◆ **TEXT SEGMENT**:
-=-=-
Innovation matters—and it matters who innovates #IWD2023
Our Co-CEO, Carrie, reflects on what it actually means to innovate and develop products for gender equality.
This year, UN Women and the UN are celebrating International Women’s Day under the theme: “DigitALL: Innovation and technology for gender equality”.
Rarely is any UN slogan so true to my actual work. At Clue, our Co-Founder, Ida Tin, coined the term Femtech—because less than ten years ago, she needed to invent a word for the category of self-serve technology designed specifically to support the health and well-being of women.
Clue users often tell us: ‘Clue feels like it has been designed by women’. Note, we are not particularly ‘fem’—in fact we’re gender-neutral wherever we can be. We’re not pink, or sentimental, or many of the other things that stereotypically code consumer goods as ‘female’. These labels may help companies target customers and charge a pink tax, but they are not actually what make women feel seen.
-=-=-
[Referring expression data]
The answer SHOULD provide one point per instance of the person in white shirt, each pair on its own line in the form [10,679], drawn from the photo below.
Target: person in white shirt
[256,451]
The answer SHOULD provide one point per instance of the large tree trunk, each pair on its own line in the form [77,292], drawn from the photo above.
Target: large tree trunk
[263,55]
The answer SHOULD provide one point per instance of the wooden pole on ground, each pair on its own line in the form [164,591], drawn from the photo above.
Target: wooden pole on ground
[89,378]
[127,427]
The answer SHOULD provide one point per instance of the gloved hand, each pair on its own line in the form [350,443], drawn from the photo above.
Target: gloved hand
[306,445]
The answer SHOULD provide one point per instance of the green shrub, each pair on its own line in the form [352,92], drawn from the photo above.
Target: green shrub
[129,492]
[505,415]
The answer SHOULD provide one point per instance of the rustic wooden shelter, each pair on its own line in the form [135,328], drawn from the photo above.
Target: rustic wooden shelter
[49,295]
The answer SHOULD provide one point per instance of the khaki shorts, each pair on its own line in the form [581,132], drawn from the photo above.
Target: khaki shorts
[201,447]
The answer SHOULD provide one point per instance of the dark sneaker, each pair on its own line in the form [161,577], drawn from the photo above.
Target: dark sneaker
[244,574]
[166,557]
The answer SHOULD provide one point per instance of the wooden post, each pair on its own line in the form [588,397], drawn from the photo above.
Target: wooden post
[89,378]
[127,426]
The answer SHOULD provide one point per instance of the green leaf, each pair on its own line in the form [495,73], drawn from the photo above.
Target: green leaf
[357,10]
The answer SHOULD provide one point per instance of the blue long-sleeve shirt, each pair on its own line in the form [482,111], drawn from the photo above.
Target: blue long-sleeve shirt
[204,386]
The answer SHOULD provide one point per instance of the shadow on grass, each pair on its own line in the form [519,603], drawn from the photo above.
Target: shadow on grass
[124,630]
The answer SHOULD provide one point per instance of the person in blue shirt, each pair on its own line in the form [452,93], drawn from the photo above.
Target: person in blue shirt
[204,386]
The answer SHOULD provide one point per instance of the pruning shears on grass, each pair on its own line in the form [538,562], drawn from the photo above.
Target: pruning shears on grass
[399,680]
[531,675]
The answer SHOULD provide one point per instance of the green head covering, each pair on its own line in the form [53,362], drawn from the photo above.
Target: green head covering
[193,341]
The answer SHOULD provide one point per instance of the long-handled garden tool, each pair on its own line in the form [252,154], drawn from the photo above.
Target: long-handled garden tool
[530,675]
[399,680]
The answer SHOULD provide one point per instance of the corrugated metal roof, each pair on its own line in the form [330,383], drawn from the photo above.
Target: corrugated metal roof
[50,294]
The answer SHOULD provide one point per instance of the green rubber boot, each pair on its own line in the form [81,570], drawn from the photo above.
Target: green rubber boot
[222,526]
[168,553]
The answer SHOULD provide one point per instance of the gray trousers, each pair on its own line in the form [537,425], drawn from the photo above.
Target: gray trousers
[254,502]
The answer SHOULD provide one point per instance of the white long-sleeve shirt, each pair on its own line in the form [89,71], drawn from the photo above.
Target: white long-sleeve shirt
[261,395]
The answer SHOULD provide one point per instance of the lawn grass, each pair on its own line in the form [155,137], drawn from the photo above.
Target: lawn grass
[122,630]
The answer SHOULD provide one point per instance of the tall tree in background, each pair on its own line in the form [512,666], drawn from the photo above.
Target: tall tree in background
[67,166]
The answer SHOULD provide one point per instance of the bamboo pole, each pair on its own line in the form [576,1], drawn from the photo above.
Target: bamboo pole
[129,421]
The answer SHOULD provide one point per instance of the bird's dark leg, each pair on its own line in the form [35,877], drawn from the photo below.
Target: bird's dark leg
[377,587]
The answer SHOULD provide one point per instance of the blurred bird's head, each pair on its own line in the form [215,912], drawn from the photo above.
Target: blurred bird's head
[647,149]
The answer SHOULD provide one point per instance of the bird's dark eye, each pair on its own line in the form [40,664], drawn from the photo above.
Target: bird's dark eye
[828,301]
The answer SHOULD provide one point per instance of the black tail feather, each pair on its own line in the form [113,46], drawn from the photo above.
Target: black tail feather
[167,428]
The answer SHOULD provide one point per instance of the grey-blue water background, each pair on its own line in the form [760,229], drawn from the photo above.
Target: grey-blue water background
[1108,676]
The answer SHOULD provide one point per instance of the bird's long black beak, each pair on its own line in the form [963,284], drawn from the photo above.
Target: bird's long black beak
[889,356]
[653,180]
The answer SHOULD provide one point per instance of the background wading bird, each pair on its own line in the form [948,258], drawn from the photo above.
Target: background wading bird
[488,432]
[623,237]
-=-=-
◆ **PROBLEMS TO SOLVE**:
A - From the International Women's Day post, extract the passage starting with "Innovation matters—and it" and going on through "well-being of women.".
B - Answer these questions using the International Women's Day post.
(i) Under what theme are UN Women and the UN celebrating International Women's Day this year?
(ii) Who coined the term Femtech?
(iii) What do Clue users often tell the company?

◆ **RESPONSES BY TASK**:
A -
Innovation matters—and it matters who innovates #IWD2023
Our Co-CEO, Carrie, reflects on what it actually means to innovate and develop products for gender equality.
This year, UN Women and the UN are celebrating International Women’s Day under the theme: “DigitALL: Innovation and technology for gender equality”.
Rarely is any UN slogan so true to my actual work. At Clue, our Co-Founder, Ida Tin, coined the term Femtech—because less than ten years ago, she needed to invent a word for the category of self-serve technology designed specifically to support the health and well-being of women.

B -
(i) "DigitALL: Innovation and technology for gender equality"
(ii) Ida Tin, Clue's Co-Founder
(iii) "Clue feels like it has been designed by women."